### 実施課題
**a)** 記録のうち、「faucet handle occupies.」を含む行から「[484,250,586,278]」を含む行までを書き直してください。「bathroom mirror」を「wall mirror」に置き換え、その他は一切変更せず、該当する行のみを示してください。
**b)** 光学シートの製造方法に関する本文抜粋を、最後の文の後から書き継いでください。

== 本文抜粋

よって、プリズムシートのパターンを隠すための高い拡散性並びに向上した輝度を有する光学シートであって、ビーズを含まず、かつそれが偏光板と接触する場合であってさえ界面スクラッチおよび表面汚点欠陥のない光学シートを製造する方法を提供することが本発明の目的である。
【課題を解決するための手段】
【0009】
上記目的を達成するために、本発明は、(a)100重量部のバインダー樹脂および70〜130重量部の球状有機ポリマービーズを含む樹脂組成物で第1の基体の一方の面をコーティングし、次いで乾燥させて、エンボス面を有する転写膜を製造する工程;(b)紫外線硬化性(UV−硬化性)樹脂で第2の基体の一方の面をコーティングし、前記転写膜の前記エンボス面が前記第2の基体の前記UV−硬化性樹脂被膜と接触している積層物を提供するように前記転写膜と前記第2の基体とを積層させる工程;並びに、(c)前記第2の基体が1.41〜1.59の屈折率を有するエンボス拡散層を有するように、工程(b)で得られた積層物を硬化させ、前記積層物から前記転写膜を取り外す工程;を含む、光学シートを製造する方法を提供する。
【0010】
前記転写膜のエンボス面は130〜150°のセグメント角を有する。
また、本発明は、本発明の方法に従って製造された、基体と、当該基体上に形成されかつ1.41〜1.59の屈折率を有するエンボス拡散層とを含む光学シートを提供する。

====
== 記録データ

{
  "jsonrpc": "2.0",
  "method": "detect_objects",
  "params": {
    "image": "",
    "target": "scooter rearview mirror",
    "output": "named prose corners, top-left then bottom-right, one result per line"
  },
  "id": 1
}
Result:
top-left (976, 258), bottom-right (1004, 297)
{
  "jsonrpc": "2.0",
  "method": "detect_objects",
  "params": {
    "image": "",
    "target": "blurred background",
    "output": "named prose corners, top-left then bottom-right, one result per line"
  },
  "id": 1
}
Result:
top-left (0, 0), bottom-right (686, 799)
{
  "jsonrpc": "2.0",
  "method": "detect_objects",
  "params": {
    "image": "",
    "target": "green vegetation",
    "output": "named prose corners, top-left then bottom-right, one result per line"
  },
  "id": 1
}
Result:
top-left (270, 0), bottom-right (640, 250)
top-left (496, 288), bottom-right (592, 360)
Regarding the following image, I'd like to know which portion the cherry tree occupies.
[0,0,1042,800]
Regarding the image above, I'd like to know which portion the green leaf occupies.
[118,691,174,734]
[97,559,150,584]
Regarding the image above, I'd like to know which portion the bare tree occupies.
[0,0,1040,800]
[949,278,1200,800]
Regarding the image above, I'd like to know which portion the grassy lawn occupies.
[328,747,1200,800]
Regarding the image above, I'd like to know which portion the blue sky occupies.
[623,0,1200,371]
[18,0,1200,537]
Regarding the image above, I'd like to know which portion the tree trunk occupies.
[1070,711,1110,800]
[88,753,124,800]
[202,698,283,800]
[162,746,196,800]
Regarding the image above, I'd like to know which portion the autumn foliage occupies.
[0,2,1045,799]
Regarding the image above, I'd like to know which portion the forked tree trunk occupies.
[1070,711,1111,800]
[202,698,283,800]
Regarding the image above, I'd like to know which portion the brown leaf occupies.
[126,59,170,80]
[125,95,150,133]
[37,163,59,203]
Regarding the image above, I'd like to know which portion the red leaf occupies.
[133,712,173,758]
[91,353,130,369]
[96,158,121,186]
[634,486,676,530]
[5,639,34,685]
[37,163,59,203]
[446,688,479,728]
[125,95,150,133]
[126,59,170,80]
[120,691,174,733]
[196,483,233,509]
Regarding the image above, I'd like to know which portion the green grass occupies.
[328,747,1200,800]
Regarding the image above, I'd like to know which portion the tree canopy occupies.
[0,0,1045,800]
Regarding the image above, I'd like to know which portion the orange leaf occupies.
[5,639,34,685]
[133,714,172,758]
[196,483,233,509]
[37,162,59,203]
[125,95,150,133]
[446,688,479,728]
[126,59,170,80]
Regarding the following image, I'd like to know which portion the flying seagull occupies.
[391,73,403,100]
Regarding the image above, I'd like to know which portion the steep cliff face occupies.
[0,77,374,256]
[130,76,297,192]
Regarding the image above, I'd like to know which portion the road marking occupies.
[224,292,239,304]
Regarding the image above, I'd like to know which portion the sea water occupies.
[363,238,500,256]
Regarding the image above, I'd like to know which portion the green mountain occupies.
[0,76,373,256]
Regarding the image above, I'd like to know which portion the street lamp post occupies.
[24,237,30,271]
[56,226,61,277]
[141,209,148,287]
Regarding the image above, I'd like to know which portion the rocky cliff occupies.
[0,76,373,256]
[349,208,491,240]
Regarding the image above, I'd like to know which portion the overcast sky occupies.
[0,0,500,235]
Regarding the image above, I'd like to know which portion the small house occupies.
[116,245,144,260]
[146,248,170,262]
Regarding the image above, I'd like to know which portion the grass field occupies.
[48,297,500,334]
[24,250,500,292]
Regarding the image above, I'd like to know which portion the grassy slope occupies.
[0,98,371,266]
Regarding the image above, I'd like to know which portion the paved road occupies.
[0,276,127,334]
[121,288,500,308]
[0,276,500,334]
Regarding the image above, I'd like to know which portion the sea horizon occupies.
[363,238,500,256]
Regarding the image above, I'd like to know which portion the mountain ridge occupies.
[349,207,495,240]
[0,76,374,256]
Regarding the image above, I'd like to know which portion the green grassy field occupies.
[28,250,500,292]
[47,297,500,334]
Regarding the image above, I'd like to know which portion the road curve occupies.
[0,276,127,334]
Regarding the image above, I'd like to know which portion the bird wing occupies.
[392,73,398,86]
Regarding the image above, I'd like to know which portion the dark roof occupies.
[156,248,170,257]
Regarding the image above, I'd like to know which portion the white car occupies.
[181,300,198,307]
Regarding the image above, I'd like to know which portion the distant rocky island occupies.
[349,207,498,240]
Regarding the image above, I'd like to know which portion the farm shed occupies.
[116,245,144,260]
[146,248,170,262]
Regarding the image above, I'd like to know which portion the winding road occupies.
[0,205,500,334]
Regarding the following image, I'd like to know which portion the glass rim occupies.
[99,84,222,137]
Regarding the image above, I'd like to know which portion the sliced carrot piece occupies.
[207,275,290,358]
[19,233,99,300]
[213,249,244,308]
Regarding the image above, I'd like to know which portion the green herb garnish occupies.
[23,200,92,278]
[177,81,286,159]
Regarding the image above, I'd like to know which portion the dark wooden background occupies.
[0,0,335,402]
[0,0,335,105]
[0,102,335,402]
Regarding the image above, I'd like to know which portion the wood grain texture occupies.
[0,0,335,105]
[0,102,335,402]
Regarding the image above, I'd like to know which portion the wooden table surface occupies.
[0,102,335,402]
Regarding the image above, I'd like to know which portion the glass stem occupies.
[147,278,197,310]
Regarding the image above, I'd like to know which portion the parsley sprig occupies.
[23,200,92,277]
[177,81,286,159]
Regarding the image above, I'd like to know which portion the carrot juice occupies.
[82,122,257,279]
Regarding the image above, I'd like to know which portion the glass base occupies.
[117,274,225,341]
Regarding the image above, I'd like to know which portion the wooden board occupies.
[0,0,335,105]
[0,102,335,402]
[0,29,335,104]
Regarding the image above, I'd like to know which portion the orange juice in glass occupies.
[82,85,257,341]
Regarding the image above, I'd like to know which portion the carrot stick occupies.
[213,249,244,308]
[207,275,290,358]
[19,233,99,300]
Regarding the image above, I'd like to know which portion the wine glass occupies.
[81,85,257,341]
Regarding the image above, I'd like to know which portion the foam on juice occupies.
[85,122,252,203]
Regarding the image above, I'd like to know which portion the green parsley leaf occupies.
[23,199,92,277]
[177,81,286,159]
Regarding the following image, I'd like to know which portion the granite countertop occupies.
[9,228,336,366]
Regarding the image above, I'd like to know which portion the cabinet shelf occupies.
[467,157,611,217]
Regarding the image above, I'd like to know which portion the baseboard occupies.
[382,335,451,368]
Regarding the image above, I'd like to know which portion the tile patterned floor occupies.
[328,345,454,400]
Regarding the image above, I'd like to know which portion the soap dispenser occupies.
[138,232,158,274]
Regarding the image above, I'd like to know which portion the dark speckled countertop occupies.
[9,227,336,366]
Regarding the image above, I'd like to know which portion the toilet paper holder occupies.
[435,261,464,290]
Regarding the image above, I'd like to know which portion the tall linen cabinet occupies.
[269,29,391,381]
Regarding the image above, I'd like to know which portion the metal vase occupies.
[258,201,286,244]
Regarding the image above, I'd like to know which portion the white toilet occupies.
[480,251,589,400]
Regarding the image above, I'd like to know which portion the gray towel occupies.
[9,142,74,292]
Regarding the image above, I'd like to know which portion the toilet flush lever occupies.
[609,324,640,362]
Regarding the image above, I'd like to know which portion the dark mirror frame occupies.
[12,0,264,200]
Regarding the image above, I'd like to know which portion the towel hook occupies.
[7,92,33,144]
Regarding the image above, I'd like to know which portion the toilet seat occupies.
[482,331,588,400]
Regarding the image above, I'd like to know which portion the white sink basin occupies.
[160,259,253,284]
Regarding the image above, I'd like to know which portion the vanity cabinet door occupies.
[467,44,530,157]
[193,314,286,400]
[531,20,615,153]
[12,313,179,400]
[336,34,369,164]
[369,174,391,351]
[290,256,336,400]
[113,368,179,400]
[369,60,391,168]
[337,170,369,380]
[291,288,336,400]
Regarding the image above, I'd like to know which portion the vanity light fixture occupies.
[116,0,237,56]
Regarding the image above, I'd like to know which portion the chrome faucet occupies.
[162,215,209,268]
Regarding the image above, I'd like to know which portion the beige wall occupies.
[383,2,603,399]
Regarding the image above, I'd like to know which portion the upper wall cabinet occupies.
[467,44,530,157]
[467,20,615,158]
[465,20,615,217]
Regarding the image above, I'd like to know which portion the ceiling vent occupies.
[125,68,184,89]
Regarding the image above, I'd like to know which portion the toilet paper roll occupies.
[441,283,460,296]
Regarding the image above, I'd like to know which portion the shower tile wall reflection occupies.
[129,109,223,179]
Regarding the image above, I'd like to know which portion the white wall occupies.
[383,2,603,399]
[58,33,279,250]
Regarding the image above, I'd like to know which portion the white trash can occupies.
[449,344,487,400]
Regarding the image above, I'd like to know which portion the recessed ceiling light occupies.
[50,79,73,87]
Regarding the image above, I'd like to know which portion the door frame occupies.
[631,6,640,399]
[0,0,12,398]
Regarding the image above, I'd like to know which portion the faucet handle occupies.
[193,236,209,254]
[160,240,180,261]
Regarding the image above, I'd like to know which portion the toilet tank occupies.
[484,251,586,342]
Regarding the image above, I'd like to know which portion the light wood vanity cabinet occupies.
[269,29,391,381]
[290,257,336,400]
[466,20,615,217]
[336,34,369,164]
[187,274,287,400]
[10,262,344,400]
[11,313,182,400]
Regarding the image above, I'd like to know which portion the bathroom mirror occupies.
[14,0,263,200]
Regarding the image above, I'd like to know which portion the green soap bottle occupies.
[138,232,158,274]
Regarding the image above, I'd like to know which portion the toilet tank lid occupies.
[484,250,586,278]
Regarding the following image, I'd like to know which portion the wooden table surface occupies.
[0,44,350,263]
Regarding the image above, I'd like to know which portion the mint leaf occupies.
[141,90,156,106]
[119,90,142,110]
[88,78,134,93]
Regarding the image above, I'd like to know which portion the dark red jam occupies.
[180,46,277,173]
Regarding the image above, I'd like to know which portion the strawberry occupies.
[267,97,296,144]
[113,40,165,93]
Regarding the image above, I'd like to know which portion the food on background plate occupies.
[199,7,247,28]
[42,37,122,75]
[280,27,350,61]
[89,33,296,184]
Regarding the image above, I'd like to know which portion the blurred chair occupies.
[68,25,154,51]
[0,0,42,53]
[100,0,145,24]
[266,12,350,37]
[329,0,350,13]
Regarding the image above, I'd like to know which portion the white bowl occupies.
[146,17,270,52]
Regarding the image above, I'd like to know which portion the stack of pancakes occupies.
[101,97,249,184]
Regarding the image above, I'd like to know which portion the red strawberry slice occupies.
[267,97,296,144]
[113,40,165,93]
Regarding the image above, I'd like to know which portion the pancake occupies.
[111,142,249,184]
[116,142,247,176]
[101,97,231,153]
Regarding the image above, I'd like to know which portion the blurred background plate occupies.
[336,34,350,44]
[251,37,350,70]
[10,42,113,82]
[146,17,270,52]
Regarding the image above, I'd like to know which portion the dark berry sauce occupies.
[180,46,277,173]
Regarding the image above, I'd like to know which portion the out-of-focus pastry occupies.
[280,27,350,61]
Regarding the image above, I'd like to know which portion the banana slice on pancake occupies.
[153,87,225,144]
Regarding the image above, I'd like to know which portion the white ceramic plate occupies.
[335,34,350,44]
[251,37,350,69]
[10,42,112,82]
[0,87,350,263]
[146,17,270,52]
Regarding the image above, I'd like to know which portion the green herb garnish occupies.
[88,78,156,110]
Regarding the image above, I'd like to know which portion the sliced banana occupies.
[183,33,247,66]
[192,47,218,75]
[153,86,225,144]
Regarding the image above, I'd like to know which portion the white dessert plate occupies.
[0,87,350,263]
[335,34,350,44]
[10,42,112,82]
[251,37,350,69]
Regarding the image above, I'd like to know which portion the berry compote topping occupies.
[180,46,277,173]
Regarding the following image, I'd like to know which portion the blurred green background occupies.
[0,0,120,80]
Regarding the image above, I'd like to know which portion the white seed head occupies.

====

### 課題別回答
**a)**
Regarding the image above, I'd like to know which portion the faucet handle occupies.
[193,236,209,254]
[160,240,180,261]
Regarding the image above, I'd like to know which portion the toilet tank occupies.
[484,251,586,342]
Regarding the image above, I'd like to know which portion the light wood vanity cabinet occupies.
[269,29,391,381]
[290,257,336,400]
[466,20,615,217]
[336,34,369,164]
[187,274,287,400]
[10,262,344,400]
[11,313,182,400]
Regarding the image above, I'd like to know which portion the wall mirror occupies.
[14,0,263,200]
Regarding the image above, I'd like to know which portion the green soap bottle occupies.
[138,232,158,274]
Regarding the image above, I'd like to know which portion the toilet tank lid occupies.
[484,250,586,278]

**b)**
【発明の効果】
【0011】
本発明の方法に従って製造された光学シートは、それがプリズムシートのパターンを隠すための高い拡散性並びに向上した輝度を有するので、LCDのBLUのための光学シートとして有用である。さらに、それはビーズを含まず、それが偏光板と接触する場合であってさえ界面スクラッチおよび表面汚点を有しない。
【図面の簡単な説明】
【0012】
図1図1は、本発明に従ったセグメント角を示すための概略図である。
図2図2は、本発明に従って製造された光学シートの断面概略図である。
図3図3は、本発明に従って製造された光学シートのエンボス拡散層の断面像(a)および表面像(b)を示す。
【発明を実施するための形態】
【0013】
本発明の光学シートを製造する方法は、(a)バインダー樹脂および球状有機ポリマービーズを含む樹脂組成物で第1の基体の一方の面をコーティングし、次いで乾燥させて、エンボス面を有する転写膜を製造する工程;(b)UV−硬化性樹脂で第2の基体の一方の面をコーティングし、前記転写膜の前記エンボス面が前記第2の基体の前記UV−硬化性樹脂被膜と接触している積層物を提供するように前記転写膜と前記第2の基体とを積層させる工程;並びに、(c)前記第2の基体がエンボス拡散層を有するように、工程(b)で得られた積層物を硬化させ、前記積層物から前記転写膜を取り外す工程を含む。
【0014】
言い換えれば、本発明の光学シートを製造する方法に従って、エンボス面を有する転写膜が、UV−硬化性樹脂被膜を有する基体と積層され、その基体のUV−硬化性樹脂被膜が硬化され、そしてその転写膜が取り外され、それにより、その転写膜のエンボス面が基体のUV−硬化性樹脂被膜層に転写される。この光学シートは基体上に形成されたエンボス拡散層を含むが、それはビーズおよびフィラーを含まない。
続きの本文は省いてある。